We developed a standardised data extraction sheet and one reviewer (SV) extracted the following data from included studies and the second reviewer (MG) checked the extracted data. Discrepancies were resolved by discussion and consultation with another reviewer (AJ). Two reviewers (SV and MG) independently assessed each published study for the quality of study design by using the Methodological Index for Nonrandomised Studies (MINORS) score whereby the global ideal score is 16 for non-comparative studies and 24 for comparative studies [18] . Articles scoring > 10 for non-comparative studies and >15 for comparative studies, using MINORS criteria were included in the final analysis (Table S1). Risk of bias across studies was not assessed as there were too few included studies per outcome.

Information was extracted from each included study on: 1) Characteristics of participants 2) Inclusion and exclusion criteria 3) Risk factor or type of intervention 4) Well-reported outcome measurements (including a clear report of surgical site infections or breast wound infections).

• GOAL OF THE EXERCISE
According to the review methods text, what is the global ideal MINORS score for non-comparative studies? Please answer in one sentence.

[Dataset entries]
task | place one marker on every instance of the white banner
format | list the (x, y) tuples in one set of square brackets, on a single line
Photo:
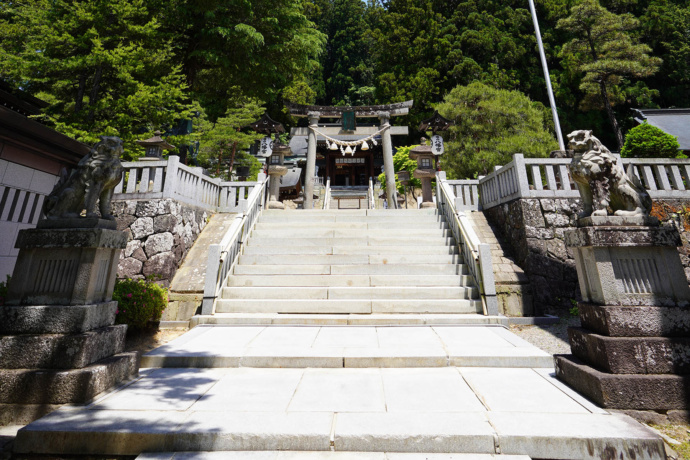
[(437, 145)]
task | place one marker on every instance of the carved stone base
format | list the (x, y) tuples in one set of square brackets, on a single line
[(624, 391), (629, 265)]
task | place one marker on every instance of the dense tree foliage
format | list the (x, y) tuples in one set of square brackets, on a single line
[(130, 67), (104, 67), (490, 126), (647, 141), (605, 53)]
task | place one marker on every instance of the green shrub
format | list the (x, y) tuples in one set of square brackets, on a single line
[(647, 141), (3, 290), (139, 302)]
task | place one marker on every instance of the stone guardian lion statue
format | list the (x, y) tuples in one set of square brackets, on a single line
[(604, 185), (93, 180)]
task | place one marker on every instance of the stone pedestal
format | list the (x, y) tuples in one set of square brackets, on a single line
[(633, 349), (58, 341)]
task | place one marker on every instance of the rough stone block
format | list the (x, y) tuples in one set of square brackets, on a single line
[(163, 265), (142, 227), (61, 351), (624, 391), (635, 321), (160, 242), (56, 319), (165, 223), (623, 236), (21, 386), (631, 355)]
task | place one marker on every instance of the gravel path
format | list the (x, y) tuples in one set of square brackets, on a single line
[(552, 339)]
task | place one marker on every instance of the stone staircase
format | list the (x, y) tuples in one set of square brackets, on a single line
[(345, 335)]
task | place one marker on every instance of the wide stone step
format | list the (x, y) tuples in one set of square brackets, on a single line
[(352, 212), (331, 259), (345, 293), (373, 319), (345, 280), (348, 306), (448, 409), (420, 247), (347, 346), (320, 232), (368, 241), (409, 224), (342, 218), (352, 269)]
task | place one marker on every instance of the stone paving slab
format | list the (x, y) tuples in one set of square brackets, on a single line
[(464, 410), (347, 346)]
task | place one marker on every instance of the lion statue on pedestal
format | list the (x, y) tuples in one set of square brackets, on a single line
[(93, 180), (604, 185)]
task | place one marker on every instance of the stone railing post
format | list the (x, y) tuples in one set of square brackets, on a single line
[(170, 184), (311, 161), (388, 167), (521, 175)]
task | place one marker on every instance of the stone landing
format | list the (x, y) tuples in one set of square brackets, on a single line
[(463, 410)]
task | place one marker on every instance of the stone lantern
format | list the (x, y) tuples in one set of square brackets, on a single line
[(276, 170), (154, 147), (425, 171), (274, 152)]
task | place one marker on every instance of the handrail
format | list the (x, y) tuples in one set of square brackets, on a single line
[(327, 195), (370, 195), (476, 255), (222, 257), (664, 178)]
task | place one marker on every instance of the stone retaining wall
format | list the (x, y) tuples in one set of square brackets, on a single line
[(534, 228), (160, 234)]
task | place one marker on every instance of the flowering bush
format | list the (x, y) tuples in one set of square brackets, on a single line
[(139, 302)]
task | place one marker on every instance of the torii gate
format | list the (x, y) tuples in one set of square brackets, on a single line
[(382, 112)]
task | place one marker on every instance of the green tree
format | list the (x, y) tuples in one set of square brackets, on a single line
[(402, 162), (647, 141), (605, 52), (104, 67), (490, 126), (228, 138)]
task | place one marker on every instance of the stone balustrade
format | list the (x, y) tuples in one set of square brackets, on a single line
[(152, 180), (664, 178)]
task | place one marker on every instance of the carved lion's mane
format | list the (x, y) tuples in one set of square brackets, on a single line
[(92, 181), (604, 185)]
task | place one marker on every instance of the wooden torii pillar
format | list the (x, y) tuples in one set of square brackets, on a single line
[(382, 112)]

• ANSWER AREA
The global ideal MINORS score for non-comparative studies is 16.